The data.
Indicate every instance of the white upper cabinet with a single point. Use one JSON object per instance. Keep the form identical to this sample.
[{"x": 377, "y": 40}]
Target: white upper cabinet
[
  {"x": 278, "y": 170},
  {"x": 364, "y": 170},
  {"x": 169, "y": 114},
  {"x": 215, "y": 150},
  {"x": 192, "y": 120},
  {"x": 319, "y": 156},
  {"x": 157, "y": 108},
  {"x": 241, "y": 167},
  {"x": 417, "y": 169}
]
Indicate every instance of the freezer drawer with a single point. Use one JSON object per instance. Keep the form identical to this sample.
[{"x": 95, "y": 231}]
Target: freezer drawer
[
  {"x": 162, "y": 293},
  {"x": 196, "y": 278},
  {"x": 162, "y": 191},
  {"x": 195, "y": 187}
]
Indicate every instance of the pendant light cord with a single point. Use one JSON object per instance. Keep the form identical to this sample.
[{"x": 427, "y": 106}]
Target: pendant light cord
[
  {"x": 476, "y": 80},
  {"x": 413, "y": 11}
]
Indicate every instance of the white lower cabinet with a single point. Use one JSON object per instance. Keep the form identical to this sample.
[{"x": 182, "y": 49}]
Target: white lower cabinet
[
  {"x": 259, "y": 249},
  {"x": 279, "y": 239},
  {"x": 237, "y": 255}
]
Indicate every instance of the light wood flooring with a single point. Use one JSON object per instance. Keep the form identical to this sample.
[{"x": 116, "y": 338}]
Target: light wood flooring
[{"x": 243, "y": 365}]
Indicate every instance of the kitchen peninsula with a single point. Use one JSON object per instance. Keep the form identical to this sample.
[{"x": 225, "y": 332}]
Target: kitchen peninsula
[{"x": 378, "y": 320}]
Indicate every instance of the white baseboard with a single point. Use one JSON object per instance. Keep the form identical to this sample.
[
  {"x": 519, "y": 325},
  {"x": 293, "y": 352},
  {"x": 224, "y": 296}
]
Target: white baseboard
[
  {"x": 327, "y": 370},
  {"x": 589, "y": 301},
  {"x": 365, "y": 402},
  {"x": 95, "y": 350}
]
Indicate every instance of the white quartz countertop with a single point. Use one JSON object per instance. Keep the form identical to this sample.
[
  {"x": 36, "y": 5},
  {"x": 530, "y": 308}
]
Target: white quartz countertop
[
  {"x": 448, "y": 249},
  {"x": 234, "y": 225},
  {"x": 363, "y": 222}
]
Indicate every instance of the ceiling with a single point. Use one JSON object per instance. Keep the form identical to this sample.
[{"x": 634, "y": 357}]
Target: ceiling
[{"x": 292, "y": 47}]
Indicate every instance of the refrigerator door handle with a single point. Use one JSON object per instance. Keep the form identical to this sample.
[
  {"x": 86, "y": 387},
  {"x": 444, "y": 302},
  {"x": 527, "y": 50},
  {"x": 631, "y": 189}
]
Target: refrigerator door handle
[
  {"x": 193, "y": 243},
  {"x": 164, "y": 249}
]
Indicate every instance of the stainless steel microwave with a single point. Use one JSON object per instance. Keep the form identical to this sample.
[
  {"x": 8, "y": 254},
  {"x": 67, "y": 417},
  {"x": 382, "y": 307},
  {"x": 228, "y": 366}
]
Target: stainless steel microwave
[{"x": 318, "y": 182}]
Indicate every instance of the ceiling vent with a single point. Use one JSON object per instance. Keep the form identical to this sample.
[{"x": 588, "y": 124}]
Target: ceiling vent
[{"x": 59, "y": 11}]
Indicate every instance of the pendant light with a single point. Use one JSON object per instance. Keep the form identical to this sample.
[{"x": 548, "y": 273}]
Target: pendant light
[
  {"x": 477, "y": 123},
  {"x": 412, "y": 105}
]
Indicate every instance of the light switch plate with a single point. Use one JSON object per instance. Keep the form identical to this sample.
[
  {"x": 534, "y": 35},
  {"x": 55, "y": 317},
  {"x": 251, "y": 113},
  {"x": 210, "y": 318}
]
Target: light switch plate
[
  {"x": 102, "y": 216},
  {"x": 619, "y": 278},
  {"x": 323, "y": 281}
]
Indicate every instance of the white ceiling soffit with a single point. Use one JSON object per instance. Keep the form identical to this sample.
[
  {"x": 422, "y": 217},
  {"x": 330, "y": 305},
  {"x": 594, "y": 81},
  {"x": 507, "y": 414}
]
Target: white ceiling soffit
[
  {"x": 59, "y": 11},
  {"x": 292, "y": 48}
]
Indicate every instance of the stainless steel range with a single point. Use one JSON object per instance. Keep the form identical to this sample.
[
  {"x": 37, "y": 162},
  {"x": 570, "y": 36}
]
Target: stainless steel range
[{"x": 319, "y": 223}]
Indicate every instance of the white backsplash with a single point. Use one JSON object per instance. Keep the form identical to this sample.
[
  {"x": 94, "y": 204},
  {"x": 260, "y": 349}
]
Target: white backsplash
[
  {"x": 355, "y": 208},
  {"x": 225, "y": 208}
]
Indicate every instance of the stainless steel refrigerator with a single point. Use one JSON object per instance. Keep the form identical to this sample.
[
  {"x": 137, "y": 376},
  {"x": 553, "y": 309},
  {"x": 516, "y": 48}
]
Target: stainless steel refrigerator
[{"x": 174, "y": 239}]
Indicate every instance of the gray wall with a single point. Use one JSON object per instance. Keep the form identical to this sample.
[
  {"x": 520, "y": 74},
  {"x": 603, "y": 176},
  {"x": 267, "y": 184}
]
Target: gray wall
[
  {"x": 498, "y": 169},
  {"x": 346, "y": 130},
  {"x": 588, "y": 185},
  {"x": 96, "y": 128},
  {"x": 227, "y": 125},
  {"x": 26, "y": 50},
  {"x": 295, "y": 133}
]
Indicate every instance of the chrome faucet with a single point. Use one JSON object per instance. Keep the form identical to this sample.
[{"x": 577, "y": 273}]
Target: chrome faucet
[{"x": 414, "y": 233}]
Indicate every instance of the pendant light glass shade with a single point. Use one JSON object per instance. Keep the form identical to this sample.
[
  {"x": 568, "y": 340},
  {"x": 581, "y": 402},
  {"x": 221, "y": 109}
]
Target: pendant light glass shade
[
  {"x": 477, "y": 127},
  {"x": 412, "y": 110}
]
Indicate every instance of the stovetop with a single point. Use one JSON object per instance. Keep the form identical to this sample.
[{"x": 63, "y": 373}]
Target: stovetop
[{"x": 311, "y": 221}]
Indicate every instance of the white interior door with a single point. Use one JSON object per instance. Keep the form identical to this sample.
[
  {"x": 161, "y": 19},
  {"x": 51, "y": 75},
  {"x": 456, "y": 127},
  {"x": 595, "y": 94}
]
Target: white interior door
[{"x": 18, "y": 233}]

Task objective.
What you write must match the records above line for line.

Task answer.
Indicate every instance of the white upper cabinet with a single point. Use one JSON object per instance. Keep the form identical to this sample.
[{"x": 377, "y": 40}]
Target: white upper cabinet
[
  {"x": 278, "y": 170},
  {"x": 364, "y": 170},
  {"x": 169, "y": 114},
  {"x": 215, "y": 150},
  {"x": 192, "y": 120},
  {"x": 319, "y": 156},
  {"x": 157, "y": 108},
  {"x": 241, "y": 167},
  {"x": 417, "y": 169}
]
Indicate every instance of the freezer drawer with a single point. Use one JSON object per instance. Keep the form identical to this sample.
[{"x": 95, "y": 231}]
Target: freezer drawer
[
  {"x": 162, "y": 293},
  {"x": 196, "y": 278},
  {"x": 162, "y": 191},
  {"x": 195, "y": 187}
]
Indicate every instance of the pendant light cord with a single point. Use one JSON object per instance. Keep the form identical to this sample.
[{"x": 427, "y": 106}]
Target: pendant light cord
[
  {"x": 476, "y": 80},
  {"x": 413, "y": 11}
]
Indicate every instance of the white lower cabinet with a single point. Use one JSON object per instance. Keep the form identical to this sample.
[{"x": 182, "y": 49}]
Target: white lower cabinet
[
  {"x": 259, "y": 249},
  {"x": 279, "y": 239},
  {"x": 237, "y": 255}
]
Indicate every instance of the light wood flooring with a single point. Use one JSON object per instance. Keep the form identical to this sample.
[{"x": 116, "y": 338}]
Target: light wood flooring
[{"x": 243, "y": 365}]
Indicate every instance of the kitchen peninsula with a single point. Use one JSON object per instance. Keep the form identical to this sample.
[{"x": 225, "y": 332}]
Target: kitchen peninsula
[{"x": 378, "y": 320}]
Indicate every instance of the white baseboard with a single point. Use one JSON object per instance. Keep the form identical to this sample.
[
  {"x": 519, "y": 325},
  {"x": 293, "y": 352},
  {"x": 224, "y": 296}
]
Target: white baseboard
[
  {"x": 327, "y": 370},
  {"x": 589, "y": 301},
  {"x": 365, "y": 402},
  {"x": 95, "y": 350}
]
Indicate every instance of the white quartz countertop with a single point. Use one JSON object per instance. Keep the form identical to this sample.
[
  {"x": 36, "y": 5},
  {"x": 530, "y": 308}
]
Target: white quartz countertop
[
  {"x": 448, "y": 249},
  {"x": 234, "y": 225},
  {"x": 363, "y": 222}
]
Indicate every instance of the ceiling with a single point. Use one JSON object per instance. Keep the form identical to this sample.
[{"x": 634, "y": 357}]
Target: ceiling
[{"x": 292, "y": 47}]
Indicate every instance of the refrigerator door handle with a single point. Use one JSON object per instance. Keep the form identical to this sample.
[
  {"x": 86, "y": 387},
  {"x": 444, "y": 302},
  {"x": 527, "y": 50},
  {"x": 631, "y": 189}
]
Target: refrigerator door handle
[
  {"x": 193, "y": 243},
  {"x": 164, "y": 249}
]
Indicate every instance of the stainless steel microwave with a single point. Use one JSON object per instance. Keep the form identical to this sample.
[
  {"x": 8, "y": 254},
  {"x": 67, "y": 417},
  {"x": 382, "y": 307},
  {"x": 228, "y": 366}
]
Target: stainless steel microwave
[{"x": 318, "y": 182}]
Indicate every instance of the ceiling vent with a single point. Use one JSON object per instance. Keep the form identical to this sample.
[{"x": 588, "y": 124}]
Target: ceiling vent
[{"x": 59, "y": 11}]
Indicate every instance of the pendant light with a single point. Use one JSON object per instance. Keep the form identical to this sample.
[{"x": 548, "y": 273}]
Target: pendant light
[
  {"x": 477, "y": 123},
  {"x": 412, "y": 105}
]
Indicate every instance of the light switch plate with a single point. Use one JSON object per instance. Keep the form identical to this sample.
[
  {"x": 534, "y": 35},
  {"x": 55, "y": 317},
  {"x": 251, "y": 113},
  {"x": 210, "y": 318}
]
Target: light switch plate
[
  {"x": 102, "y": 216},
  {"x": 619, "y": 278},
  {"x": 323, "y": 281}
]
Indicate every instance of the white ceiling soffit with a single point. Use one JSON object per instance. Keep the form identical to this sample.
[
  {"x": 422, "y": 217},
  {"x": 330, "y": 305},
  {"x": 594, "y": 81},
  {"x": 507, "y": 414}
]
Target: white ceiling soffit
[
  {"x": 59, "y": 11},
  {"x": 292, "y": 48}
]
Indicate every instance of the stainless steel range with a single point. Use one JSON object per instance. Keep the form identical to this sample.
[
  {"x": 37, "y": 162},
  {"x": 570, "y": 36}
]
Target: stainless steel range
[{"x": 319, "y": 223}]
Indicate every instance of the white backsplash with a single point. Use one JSON object per instance. Keep the form identical to this sample.
[
  {"x": 94, "y": 204},
  {"x": 260, "y": 349}
]
Target: white backsplash
[
  {"x": 355, "y": 208},
  {"x": 225, "y": 208}
]
Indicate every instance of the stainless steel refrigerator with a single point. Use one JSON object per instance. Keep the form identical to this sample.
[
  {"x": 137, "y": 376},
  {"x": 553, "y": 309},
  {"x": 516, "y": 48}
]
Target: stainless steel refrigerator
[{"x": 174, "y": 239}]
Indicate every instance of the gray wall with a single point. Use one JSON object per instance. Keep the form identical to this sample.
[
  {"x": 520, "y": 74},
  {"x": 603, "y": 176},
  {"x": 267, "y": 184}
]
Target: gray wall
[
  {"x": 498, "y": 169},
  {"x": 346, "y": 130},
  {"x": 588, "y": 185},
  {"x": 96, "y": 128},
  {"x": 227, "y": 125},
  {"x": 26, "y": 50},
  {"x": 295, "y": 133}
]
Indicate every instance of the chrome faucet with a single point. Use one JSON object per instance. Keep the form identical to this sample.
[{"x": 577, "y": 273}]
Target: chrome faucet
[{"x": 414, "y": 233}]
Indicate every instance of the pendant light glass shade with a single point. Use one JSON object per instance. Keep the form identical to this sample.
[
  {"x": 568, "y": 340},
  {"x": 581, "y": 402},
  {"x": 221, "y": 109}
]
Target: pendant light glass shade
[
  {"x": 477, "y": 127},
  {"x": 412, "y": 110}
]
Indicate every instance of the stovetop with a single point. Use one JSON object per instance. Keep the form identical to this sample.
[{"x": 63, "y": 373}]
Target: stovetop
[{"x": 311, "y": 221}]
Indicate every instance of the white interior door with a single point. Use one JSON object per instance. Keep the form identical to this sample.
[
  {"x": 161, "y": 19},
  {"x": 51, "y": 75},
  {"x": 456, "y": 127},
  {"x": 595, "y": 94}
]
Target: white interior door
[{"x": 18, "y": 233}]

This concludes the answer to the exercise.